- _Compiti da svolgere_:
#1 Indica se le affermazioni (a), (b) e (c) concordano con il testo sull'assedio di Tessalonica. Rispondi sì o no a ciascuna e cita esattamente le parole del testo che lo decidono. (a) Tessalonica fu ceduta a Venezia per 50.000 ducati. (b) La resistenza bizantina durò circa due anni. (c) La flotta affidata a Fantino Michiel era composta da trenta galere.
#2 Prosegui il testo sull'assedio di Tessalonica a partire dalla sua ultima frase.

- _Blocco di testo_:
Nonostante la salute deficitaria di Andronico, l’esiguo numero di truppe e di pezzi di artiglieria a disposizione, la coraggiosa resistenza bizantina dura circa undici mesi. Nell’estate dell’anno successivo con la città ridotta alla fame e senza nessuna possibilità di liberarsi dell’assedio, il despota, appoggiato da Manuele II, chiama in soccorso i veneziani; nel giro di pochi mesi la trattativa diplomatica tra Venezia e l’impero bizantino va a buon fine.
Il doge veneziano Francesco Foscari accetta la proposta imperiale e Tessalonica viene ceduta per 50.000 ducati: nel settembre del 1423 lo stemma del leone di San Marco si innalza fiero sulla città. Per invertire le sorti del conflitto il doge affida immediatamente una consistente flotta all’ammiraglio Pietro Loredan, il quale, grazie a continue incursioni negli stretti del Mar Egeo, riesce ad allentare momentaneamente la pressione ottomana.
La violenza di Murad II però non si placa, gli attacchi via terra, sempre più impetuosi, aprono le prime brecce nella cinta muraria, mentre il blocco navale isola completamente Tessalonica, impedendo così qualsiasi tipo di aiuto e di rifornimento dal mare. Nella primavera del 1425 Venezia allestisce un’altra imponente flotta composta da venti galere e la affida al Capitano Fantino Michiel: la sua spedizione si rivela un successo, viene momentaneamente spezzato il blocco marittimo e vengono conquistate due fortezze importanti nella penisola calcidica, come Platamona e Cassandria.

- _Dati forniti_:
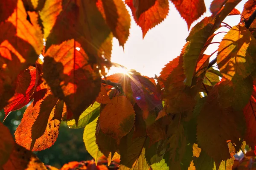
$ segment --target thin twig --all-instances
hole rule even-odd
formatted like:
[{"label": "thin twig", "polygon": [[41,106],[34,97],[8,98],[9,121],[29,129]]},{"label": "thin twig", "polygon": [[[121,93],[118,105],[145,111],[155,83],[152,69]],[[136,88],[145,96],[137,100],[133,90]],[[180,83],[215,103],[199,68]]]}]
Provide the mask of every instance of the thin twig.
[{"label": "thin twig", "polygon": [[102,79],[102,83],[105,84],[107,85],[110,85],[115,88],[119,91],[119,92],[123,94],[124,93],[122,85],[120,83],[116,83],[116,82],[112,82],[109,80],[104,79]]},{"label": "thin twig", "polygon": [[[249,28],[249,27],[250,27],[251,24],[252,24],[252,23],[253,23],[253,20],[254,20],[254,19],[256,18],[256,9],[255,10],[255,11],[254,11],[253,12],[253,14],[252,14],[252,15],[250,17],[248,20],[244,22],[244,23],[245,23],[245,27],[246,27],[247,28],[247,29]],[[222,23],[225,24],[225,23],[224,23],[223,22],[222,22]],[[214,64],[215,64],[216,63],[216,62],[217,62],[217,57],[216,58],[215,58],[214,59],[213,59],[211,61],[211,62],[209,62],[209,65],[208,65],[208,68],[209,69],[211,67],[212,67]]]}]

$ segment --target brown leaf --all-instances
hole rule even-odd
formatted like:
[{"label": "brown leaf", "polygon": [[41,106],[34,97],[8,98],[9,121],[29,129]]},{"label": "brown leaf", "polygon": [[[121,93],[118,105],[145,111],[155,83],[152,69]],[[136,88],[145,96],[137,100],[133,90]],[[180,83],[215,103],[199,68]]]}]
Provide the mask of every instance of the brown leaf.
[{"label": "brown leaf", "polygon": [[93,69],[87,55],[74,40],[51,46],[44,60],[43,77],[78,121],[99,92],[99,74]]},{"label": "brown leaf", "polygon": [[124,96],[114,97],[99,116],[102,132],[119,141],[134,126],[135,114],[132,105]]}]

--

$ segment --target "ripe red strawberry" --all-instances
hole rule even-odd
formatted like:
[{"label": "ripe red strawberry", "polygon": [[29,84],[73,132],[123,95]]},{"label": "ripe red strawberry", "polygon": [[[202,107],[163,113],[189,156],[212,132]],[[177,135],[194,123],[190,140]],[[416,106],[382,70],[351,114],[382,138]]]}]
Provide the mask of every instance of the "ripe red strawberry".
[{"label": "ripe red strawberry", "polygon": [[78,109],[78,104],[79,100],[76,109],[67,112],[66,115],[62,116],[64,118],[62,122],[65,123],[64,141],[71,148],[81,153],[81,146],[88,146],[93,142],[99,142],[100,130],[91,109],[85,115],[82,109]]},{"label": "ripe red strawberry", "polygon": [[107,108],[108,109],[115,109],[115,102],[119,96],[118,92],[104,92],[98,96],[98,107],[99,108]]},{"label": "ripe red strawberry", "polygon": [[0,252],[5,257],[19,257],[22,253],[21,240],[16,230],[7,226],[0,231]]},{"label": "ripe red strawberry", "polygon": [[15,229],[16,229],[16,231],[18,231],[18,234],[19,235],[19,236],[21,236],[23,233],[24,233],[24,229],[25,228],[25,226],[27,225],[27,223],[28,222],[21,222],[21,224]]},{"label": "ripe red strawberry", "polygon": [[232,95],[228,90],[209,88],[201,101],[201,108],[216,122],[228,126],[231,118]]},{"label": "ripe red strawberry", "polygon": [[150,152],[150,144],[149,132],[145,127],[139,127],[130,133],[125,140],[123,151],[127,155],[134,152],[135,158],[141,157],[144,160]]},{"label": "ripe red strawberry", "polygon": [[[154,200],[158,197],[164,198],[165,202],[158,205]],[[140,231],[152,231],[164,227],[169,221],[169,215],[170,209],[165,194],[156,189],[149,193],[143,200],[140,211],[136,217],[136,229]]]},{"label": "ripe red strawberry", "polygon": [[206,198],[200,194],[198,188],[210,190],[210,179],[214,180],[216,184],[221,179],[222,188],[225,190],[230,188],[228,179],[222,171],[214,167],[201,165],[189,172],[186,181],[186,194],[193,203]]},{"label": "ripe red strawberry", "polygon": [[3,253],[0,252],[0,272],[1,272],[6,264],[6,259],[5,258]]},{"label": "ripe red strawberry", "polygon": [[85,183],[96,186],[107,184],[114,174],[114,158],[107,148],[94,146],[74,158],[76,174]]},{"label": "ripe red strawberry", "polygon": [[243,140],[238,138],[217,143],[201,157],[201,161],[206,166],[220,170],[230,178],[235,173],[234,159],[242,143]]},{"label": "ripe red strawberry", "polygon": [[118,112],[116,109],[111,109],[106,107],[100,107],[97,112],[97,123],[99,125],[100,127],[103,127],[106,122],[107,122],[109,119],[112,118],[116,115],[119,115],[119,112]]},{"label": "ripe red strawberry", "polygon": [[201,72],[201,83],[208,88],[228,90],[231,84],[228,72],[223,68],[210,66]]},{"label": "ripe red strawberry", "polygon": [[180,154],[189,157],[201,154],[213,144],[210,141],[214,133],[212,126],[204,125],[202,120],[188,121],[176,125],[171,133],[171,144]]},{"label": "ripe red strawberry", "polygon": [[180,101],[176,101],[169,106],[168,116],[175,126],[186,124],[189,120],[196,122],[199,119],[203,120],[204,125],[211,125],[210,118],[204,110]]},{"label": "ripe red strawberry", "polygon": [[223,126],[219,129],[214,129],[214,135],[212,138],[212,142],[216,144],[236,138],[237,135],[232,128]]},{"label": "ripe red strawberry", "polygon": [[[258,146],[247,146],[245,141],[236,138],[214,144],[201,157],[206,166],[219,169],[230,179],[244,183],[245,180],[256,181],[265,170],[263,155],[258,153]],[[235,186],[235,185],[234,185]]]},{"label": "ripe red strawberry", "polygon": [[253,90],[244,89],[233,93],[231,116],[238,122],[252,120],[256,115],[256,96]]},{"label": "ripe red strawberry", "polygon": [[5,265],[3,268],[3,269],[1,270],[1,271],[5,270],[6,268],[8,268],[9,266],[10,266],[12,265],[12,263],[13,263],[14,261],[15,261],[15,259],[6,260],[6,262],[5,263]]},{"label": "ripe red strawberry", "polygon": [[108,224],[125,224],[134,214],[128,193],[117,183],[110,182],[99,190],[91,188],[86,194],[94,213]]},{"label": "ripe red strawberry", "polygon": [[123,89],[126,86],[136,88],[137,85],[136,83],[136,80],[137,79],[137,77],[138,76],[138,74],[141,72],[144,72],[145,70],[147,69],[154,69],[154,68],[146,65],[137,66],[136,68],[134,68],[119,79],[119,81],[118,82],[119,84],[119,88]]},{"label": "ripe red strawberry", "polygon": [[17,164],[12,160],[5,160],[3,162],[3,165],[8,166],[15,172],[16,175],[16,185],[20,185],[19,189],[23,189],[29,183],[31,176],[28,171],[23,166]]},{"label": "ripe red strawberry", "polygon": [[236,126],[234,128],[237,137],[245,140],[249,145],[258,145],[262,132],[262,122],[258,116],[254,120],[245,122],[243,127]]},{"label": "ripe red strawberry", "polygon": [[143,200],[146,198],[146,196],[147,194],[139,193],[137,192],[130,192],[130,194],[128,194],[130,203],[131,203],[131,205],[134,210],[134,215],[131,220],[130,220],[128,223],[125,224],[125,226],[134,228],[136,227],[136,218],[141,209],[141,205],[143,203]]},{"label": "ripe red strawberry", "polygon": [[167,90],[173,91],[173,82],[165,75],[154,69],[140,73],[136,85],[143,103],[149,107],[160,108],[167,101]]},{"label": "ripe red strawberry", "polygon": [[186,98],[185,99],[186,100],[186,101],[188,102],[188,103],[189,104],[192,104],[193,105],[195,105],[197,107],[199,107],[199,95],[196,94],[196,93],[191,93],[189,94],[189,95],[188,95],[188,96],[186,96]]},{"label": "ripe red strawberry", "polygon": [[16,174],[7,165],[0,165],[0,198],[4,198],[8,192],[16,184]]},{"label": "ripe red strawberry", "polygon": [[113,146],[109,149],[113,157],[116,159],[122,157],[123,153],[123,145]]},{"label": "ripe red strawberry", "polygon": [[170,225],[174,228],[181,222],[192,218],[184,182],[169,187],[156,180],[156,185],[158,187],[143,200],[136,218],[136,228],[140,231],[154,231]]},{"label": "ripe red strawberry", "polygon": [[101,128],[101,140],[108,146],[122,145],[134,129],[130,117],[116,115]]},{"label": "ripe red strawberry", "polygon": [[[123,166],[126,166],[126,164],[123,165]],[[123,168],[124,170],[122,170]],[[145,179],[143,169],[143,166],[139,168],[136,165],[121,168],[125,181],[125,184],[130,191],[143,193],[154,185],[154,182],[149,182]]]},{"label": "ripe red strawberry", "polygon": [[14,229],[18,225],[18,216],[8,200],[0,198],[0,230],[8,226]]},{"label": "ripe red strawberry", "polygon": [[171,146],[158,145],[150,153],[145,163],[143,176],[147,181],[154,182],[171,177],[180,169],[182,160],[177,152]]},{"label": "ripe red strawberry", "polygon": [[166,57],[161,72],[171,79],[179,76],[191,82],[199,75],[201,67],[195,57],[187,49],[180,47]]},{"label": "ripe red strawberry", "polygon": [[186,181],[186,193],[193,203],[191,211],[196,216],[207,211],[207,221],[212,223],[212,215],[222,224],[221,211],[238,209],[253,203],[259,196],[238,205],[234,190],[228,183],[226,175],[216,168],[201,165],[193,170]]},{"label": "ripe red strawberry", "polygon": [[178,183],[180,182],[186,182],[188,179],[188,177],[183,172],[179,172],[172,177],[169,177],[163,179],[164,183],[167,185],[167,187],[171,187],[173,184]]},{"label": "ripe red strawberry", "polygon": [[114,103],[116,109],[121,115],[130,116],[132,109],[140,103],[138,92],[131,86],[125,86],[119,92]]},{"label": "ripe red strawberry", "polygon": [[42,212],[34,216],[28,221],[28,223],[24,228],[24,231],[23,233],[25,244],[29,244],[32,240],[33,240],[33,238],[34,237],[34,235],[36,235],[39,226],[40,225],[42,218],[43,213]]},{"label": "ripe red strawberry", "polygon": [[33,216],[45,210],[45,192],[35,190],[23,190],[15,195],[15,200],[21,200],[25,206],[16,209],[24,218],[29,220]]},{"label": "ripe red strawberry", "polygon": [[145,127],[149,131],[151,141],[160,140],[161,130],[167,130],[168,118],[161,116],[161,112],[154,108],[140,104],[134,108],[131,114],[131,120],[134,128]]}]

* * *

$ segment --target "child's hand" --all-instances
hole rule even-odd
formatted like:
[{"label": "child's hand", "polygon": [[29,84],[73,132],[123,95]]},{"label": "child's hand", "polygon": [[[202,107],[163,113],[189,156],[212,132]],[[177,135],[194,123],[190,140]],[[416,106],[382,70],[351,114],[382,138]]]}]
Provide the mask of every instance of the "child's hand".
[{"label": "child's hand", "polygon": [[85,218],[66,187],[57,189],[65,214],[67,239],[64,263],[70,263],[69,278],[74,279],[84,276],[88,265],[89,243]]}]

- _Risultati per compito_:
#1
(a) Sì: "Tessalonica viene ceduta per 50.000 ducati"
(b) No: "la coraggiosa resistenza bizantina dura circa undici mesi"
(c) No: "composta da venti galere"

#2
Per la Serenessima (5) questo è il momento di provare ad intavolare delle trattative di pace con la Sublime Porta: viene inviato quindi un rappresentante della Repubblica che propone al sultano ottomano un tributo annuo di 200.000 aspri, una cifra molto più alta di quella versata precedentemente da Andronico. Ma la proposta veneta non viene accettata e l’inviato di San Marco viene incarcerato ad Adrianopoli. La guerra continua.
Intanto la situazione all’interno delle mura è insostenibile, il cibo scarseggia, scoppiano le prime epidemie e molti cittadini tentano la via della fuga per evitare il massacro da parte degli assedianti a città perduta. Nemmeno l’accorato appello a resistere e a combattere del metropolita Simeone riesce a risvegliare un sentimento di appartenenza per fronteggiare con le ultime forze il nemico. Dopo quattro anni di assedio Tessalonica è sul punto di crollare, le mura sono irrimediabilmente danneggiate e le truppe sono esauste; la conseguente e disperata ricerca di aiuto nei principati limitrofi si rivela un insuccesso, molti infatti sono antagonisti dei veneziani, molti invece sono vicini alla Sublime Porta. Nel momento del bisogno Venezia si ritrova sola.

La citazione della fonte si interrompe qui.